- **REQUIREMENT A**
From the touch-screen article, copy the passage starting with "A. Touch Screen" and going on through "button is pressed.".
- **REQUIREMENT B**
In the touch-screen article, what did Knuepfel add to a touch screen to make it into a game controller?

An engineer has rigged up several devices that enable a touch interface to respond to nuances such as pressure.
August 23, 2011

Making pinching or flicking motions against the screen of a smart phone or tablet is often more intuitive than ­navigating a computer screen with a mouse, but Michael Knuepfel thinks touch screens can do much more. Knuepfel, who just graduated from New York University’s Interactive Telecommunications Program, has ­created devices that enable the screens to ­register more aspects of a user’s touches. His goal is to make touch-screen ­interactions “more tactile, more physical, and potentially more expressive and fun.”

A. Touch Screen 
Knuepfel’s devices work with “capacitive” touch screens such as the one in this iPad. The iPhone, as well as most smart phones and tablets, uses similar technology. It works by detecting the way a user’s finger disrupts the pattern of electrical charge on the screen. Like the moves and clicks of a mouse, this information can be converted into an input.

B. Video-Game Controller 
Playing most video games involves pressing buttons quickly, acting by feel rather than sight. A touch screen is difficult to use that way, so Knuepfel turned one into a game controller by adding physical buttons. He applied conductive material that creates an electrical path from a finger to the screen when a button is pressed.

- **DATA LINES**

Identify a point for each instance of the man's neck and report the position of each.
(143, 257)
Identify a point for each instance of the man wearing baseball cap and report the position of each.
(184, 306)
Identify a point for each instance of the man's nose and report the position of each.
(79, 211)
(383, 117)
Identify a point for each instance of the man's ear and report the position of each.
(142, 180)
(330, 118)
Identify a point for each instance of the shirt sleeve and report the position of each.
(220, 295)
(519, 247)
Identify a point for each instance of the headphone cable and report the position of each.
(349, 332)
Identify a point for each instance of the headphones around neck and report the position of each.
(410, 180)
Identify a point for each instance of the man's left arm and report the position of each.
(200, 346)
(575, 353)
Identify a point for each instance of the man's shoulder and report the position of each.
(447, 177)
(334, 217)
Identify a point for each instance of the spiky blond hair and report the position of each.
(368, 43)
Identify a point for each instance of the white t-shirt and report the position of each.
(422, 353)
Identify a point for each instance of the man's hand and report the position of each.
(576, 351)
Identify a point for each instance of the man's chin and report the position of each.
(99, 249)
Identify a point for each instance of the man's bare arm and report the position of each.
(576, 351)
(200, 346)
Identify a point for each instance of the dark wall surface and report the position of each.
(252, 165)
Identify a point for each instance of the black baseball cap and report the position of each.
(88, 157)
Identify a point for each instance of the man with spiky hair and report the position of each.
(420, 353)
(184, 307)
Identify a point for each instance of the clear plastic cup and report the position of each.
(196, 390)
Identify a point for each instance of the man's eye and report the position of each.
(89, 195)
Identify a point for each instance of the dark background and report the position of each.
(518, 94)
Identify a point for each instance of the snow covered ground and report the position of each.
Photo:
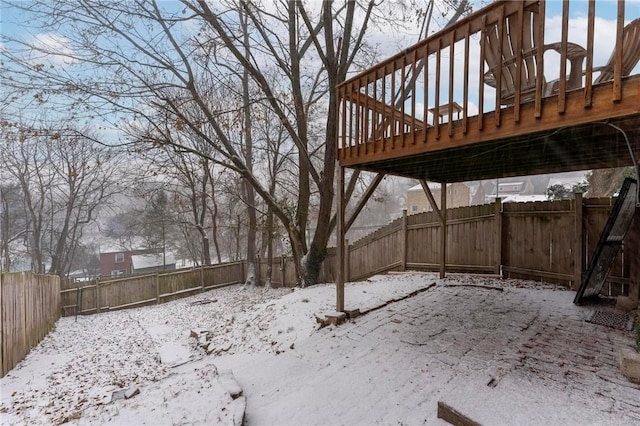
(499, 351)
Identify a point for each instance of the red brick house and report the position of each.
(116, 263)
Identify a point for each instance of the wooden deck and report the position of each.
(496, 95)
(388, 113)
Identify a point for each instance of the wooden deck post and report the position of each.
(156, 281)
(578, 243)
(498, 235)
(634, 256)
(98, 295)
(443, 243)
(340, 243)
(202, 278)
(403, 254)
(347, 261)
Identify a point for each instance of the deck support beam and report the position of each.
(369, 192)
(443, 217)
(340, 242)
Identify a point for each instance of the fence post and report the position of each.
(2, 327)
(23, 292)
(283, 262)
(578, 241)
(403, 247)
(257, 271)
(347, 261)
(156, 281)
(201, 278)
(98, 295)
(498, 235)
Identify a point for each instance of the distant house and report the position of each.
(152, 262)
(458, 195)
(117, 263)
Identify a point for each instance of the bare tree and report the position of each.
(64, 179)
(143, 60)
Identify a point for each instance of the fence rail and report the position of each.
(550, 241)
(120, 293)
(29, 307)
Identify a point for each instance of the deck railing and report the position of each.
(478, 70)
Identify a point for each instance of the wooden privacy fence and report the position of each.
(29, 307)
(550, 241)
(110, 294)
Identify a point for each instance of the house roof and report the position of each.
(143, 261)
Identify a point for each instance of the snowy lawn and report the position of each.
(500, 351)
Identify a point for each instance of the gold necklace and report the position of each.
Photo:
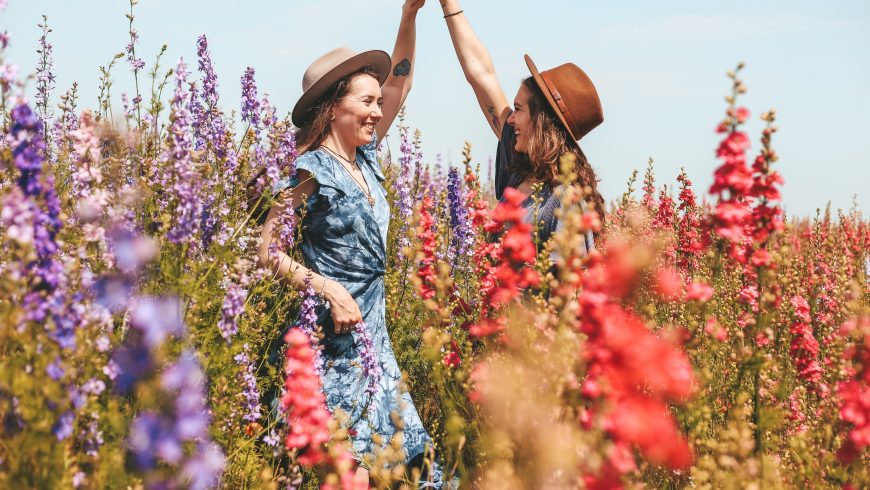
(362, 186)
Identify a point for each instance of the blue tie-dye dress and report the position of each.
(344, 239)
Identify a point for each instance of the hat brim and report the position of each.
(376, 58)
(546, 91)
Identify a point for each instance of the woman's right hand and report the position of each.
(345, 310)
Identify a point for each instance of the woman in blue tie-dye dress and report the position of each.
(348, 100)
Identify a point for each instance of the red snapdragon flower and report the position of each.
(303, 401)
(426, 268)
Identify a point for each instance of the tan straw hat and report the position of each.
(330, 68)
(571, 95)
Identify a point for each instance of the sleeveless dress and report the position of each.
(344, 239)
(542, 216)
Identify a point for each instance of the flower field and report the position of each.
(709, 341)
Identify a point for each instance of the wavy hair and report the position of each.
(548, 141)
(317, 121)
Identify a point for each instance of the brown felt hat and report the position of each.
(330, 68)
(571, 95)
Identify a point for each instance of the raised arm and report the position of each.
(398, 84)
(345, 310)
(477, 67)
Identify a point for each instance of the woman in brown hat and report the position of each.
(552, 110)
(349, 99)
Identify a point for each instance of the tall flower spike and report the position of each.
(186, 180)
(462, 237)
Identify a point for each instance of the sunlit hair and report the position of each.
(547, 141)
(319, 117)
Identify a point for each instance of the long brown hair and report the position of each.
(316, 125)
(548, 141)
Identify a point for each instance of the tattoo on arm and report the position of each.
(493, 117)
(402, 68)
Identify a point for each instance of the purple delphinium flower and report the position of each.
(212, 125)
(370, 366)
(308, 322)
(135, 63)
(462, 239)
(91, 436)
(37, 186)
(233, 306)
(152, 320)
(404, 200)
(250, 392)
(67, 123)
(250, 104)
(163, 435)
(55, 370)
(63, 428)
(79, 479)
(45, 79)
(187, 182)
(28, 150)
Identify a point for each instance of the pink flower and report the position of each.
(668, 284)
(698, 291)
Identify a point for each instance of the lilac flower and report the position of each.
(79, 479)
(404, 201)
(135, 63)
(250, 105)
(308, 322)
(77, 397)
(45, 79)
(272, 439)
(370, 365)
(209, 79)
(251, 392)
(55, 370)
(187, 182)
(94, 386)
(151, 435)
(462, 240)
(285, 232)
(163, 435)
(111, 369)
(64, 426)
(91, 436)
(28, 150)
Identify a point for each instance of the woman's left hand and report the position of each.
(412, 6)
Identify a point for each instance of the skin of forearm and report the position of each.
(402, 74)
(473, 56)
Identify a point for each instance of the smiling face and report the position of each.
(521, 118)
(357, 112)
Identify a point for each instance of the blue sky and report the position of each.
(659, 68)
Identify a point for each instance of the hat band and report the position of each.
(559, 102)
---
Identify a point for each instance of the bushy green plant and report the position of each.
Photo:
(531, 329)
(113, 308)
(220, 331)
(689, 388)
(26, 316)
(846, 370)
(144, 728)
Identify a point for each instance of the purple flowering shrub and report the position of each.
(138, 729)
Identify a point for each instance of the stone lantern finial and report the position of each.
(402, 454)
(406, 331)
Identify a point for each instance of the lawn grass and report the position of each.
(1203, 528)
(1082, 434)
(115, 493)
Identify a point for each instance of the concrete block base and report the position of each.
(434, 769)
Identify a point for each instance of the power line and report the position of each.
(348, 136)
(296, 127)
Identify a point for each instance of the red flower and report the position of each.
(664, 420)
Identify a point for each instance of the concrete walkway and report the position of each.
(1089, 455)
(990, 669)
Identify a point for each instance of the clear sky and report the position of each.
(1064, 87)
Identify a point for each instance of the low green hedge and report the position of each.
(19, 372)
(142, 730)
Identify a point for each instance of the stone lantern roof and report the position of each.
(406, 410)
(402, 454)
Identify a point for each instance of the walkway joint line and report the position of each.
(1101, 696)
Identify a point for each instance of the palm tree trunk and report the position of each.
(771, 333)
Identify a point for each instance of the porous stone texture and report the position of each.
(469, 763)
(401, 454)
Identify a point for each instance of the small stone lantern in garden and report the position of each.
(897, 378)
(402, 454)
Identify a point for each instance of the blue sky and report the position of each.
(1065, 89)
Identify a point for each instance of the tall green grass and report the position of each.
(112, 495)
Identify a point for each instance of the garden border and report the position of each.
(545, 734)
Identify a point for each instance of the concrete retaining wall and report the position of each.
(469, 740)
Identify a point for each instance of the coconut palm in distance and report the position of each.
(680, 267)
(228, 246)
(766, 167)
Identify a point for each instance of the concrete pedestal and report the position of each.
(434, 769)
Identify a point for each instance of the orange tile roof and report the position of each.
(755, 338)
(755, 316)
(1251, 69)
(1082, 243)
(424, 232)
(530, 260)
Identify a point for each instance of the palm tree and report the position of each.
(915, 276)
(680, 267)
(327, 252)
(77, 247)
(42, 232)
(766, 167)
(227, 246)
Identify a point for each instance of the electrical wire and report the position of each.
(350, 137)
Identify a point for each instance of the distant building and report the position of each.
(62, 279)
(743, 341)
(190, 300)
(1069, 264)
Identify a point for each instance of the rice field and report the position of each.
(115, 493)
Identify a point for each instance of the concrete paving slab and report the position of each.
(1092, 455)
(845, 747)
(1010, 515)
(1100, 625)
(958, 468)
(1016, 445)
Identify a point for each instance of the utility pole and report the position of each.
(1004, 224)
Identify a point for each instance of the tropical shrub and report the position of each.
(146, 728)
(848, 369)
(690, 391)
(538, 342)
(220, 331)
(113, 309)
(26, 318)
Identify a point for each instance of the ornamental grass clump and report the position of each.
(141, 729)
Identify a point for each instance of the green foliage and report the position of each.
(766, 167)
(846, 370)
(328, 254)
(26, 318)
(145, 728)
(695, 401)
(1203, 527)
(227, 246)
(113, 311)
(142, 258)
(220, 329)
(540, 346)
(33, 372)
==
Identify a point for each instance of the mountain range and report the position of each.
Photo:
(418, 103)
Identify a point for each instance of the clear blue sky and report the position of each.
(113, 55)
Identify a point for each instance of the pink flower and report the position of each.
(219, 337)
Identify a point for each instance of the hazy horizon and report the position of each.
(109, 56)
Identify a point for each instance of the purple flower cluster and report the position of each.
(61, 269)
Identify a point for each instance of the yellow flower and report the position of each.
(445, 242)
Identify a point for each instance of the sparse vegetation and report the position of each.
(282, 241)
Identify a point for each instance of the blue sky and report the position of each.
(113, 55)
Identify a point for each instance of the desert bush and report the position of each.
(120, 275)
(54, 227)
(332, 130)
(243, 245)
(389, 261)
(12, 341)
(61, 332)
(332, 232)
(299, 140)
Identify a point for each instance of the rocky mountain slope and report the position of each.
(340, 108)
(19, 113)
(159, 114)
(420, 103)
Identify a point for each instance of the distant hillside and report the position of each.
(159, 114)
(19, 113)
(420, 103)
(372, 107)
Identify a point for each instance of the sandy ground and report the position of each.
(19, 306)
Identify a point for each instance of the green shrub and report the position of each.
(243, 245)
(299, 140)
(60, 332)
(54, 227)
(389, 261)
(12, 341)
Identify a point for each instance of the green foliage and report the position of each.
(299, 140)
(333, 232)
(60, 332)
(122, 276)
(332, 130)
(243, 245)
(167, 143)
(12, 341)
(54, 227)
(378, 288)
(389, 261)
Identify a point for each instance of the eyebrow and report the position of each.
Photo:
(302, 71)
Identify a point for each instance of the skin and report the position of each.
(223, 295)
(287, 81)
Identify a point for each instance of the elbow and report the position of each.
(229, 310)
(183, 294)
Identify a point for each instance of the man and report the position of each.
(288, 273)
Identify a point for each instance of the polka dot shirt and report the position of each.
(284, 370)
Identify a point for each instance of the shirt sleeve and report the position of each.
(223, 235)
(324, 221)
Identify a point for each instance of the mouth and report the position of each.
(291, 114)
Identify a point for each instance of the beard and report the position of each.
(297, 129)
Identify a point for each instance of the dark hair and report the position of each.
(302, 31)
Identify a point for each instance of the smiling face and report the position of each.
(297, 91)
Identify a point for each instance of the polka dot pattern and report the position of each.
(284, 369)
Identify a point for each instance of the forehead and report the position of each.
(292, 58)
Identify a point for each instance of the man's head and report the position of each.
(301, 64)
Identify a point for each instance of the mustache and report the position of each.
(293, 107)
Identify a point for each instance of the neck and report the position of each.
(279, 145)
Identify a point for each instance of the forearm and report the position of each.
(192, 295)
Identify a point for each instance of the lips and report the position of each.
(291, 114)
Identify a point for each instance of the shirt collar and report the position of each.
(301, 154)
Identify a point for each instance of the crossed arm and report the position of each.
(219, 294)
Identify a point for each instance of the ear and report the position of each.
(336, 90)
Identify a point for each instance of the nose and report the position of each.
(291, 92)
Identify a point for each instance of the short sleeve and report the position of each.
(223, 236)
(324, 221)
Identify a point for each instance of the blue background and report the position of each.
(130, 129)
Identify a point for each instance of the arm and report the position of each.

- **WORKED ANSWER A**
A. Touch Screen 
Knuepfel’s devices work with “capacitive” touch screens such as the one in this iPad. The iPhone, as well as most smart phones and tablets, uses similar technology. It works by detecting the way a user’s finger disrupts the pattern of electrical charge on the screen. Like the moves and clicks of a mouse, this information can be converted into an input.

B. Video-Game Controller 
Playing most video games involves pressing buttons quickly, acting by feel rather than sight. A touch screen is difficult to use that way, so Knuepfel turned one into a game controller by adding physical buttons. He applied conductive material that creates an electrical path from a finger to the screen when a button is pressed.

- **WORKED ANSWER B**
Physical buttons.